##### Source data #####

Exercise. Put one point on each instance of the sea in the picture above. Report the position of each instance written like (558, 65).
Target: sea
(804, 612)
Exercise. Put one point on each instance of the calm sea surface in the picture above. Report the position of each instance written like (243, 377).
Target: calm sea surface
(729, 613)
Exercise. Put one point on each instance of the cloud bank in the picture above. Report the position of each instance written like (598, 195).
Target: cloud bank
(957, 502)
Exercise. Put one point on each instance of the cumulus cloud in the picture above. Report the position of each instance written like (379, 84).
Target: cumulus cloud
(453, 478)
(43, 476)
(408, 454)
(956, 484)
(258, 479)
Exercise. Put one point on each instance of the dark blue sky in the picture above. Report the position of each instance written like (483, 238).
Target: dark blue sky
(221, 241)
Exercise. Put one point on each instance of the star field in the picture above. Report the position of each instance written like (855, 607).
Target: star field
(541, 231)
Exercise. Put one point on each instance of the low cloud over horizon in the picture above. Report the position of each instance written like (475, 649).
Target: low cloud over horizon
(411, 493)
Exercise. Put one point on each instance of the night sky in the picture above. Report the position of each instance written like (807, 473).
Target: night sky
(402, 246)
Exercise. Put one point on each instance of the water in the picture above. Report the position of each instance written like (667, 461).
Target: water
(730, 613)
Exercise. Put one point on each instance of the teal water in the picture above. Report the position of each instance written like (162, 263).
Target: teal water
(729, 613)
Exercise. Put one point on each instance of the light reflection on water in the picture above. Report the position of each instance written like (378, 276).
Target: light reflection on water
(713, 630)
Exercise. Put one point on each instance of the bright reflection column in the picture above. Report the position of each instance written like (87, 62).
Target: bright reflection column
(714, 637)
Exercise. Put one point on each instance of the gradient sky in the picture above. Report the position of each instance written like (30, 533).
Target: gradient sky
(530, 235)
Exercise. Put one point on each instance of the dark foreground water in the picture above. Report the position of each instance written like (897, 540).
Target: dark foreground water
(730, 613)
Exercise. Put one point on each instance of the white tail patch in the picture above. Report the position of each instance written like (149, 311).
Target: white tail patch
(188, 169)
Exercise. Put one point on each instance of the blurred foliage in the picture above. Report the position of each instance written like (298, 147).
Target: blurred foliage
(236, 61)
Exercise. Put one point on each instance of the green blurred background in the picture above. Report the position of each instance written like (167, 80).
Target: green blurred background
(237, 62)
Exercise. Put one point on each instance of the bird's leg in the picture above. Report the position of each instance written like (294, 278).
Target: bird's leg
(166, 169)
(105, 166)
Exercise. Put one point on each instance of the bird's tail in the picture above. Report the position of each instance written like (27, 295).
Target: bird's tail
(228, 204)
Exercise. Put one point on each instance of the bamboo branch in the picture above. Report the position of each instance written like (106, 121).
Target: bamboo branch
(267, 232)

#####

• **Problem statement**
What is asked for is an exact copy of the lines above from the one containing "Exercise. Put one point on each instance of the cloud" through the one containing "Exercise. Put one point on each instance of the low", and only those.

• **Exercise answer**
Exercise. Put one point on each instance of the cloud bank in the picture above. Report the position of each instance written like (598, 195).
Target: cloud bank
(957, 502)
Exercise. Put one point on each instance of the cumulus cloud in the picture above. Report the position of each instance written like (379, 84).
Target: cumulus cloud
(453, 478)
(43, 476)
(408, 454)
(956, 484)
(258, 479)
Exercise. Put one point on each instance of the dark blue sky in the picture above. Report the position of each instance written like (483, 238).
Target: dark blue sky
(221, 241)
Exercise. Put one point on each instance of the star field in the picture above. Report the position of each instance written like (855, 607).
Target: star field
(541, 231)
Exercise. Put one point on each instance of the low cloud over horizon in the picture above. Report the position of each instance written like (475, 649).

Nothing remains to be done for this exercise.